■ **STATED EXERCISE**
Pick out and copy each line below that contains the string "bulb". Case matters.

---*---

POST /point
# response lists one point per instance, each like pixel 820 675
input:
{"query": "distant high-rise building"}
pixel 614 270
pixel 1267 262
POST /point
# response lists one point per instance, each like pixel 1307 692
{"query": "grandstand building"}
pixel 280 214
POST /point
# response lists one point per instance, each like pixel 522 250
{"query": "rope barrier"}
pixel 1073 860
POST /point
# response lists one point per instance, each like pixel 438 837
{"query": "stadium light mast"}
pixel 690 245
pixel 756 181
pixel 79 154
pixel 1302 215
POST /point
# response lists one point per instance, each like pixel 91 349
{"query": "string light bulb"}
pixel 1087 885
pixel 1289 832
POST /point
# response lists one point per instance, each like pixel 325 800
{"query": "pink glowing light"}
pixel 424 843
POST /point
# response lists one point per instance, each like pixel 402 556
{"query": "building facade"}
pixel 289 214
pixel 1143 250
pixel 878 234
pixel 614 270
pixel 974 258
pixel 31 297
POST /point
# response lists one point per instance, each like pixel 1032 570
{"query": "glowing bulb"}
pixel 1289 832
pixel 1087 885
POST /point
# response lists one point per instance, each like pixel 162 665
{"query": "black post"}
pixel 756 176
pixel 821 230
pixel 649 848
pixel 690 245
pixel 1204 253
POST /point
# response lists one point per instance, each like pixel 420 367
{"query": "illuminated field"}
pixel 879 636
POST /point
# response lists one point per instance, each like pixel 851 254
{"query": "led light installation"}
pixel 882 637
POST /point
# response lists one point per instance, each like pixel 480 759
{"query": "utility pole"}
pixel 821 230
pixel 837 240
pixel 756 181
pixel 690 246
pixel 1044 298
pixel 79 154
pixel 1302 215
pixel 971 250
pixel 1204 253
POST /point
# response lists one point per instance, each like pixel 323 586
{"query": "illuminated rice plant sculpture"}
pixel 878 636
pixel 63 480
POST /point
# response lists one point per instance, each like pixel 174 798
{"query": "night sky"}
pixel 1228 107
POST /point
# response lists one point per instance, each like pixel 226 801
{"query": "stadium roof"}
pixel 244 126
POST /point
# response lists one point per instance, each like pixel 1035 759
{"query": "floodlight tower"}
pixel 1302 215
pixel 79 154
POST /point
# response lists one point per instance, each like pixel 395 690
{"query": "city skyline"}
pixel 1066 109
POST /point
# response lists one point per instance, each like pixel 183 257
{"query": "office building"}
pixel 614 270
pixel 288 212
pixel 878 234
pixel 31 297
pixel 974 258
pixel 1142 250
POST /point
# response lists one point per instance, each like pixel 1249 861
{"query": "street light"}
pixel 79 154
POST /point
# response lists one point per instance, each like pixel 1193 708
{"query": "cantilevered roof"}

---*---

■ **ANSWER**
{"query": "string light bulb"}
{"query": "glowing bulb"}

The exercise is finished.